▸ **Work instructions**
Lines before the one containing "Locate the large white" are left out. Retype that line and the rest through the end of the material exactly.

▸ **Material for this task**
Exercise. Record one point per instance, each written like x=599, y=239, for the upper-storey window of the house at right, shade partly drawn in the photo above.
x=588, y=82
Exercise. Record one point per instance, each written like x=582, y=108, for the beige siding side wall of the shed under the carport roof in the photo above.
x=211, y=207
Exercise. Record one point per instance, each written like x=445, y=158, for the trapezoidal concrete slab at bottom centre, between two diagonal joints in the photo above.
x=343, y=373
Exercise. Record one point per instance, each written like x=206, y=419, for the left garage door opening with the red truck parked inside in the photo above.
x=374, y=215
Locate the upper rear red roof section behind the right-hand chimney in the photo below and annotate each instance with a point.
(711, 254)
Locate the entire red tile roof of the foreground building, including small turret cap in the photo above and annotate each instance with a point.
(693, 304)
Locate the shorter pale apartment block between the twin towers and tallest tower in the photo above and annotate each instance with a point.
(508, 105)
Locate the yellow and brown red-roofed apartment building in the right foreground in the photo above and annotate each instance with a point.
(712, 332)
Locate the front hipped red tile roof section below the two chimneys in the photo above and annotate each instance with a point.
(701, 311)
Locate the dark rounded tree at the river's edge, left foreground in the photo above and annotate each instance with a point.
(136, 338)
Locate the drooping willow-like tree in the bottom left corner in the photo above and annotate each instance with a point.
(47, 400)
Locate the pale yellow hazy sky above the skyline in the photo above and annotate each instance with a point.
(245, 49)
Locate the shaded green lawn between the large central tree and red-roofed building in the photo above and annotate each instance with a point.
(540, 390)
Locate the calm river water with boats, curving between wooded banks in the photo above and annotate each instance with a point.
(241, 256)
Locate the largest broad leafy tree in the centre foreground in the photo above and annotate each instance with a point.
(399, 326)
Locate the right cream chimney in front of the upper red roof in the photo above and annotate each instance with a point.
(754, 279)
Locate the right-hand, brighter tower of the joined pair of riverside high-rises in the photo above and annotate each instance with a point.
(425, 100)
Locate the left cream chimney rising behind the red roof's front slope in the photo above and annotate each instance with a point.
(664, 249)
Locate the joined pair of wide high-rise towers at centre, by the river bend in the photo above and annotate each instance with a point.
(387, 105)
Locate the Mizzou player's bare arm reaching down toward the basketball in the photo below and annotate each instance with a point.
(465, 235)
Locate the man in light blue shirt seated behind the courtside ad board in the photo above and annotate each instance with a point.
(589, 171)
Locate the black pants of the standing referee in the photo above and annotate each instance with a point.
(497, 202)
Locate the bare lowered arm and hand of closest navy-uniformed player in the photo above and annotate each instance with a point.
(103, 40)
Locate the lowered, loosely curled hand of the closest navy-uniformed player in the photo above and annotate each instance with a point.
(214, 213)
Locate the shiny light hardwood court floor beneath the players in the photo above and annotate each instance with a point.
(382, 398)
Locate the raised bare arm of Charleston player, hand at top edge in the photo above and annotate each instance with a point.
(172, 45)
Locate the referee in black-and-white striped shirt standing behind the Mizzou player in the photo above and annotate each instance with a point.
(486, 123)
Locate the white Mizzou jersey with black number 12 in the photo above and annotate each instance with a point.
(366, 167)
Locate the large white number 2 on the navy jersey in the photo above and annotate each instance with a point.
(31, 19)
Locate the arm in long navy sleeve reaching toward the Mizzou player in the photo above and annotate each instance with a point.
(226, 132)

▸ **Response box**
Locate the large white number 2 on the navy jersey in the photo above and annotate each instance with a point.
(31, 19)
Locate the arm in long navy sleeve reaching toward the Mizzou player in the photo above and annotate each instance with a point.
(226, 132)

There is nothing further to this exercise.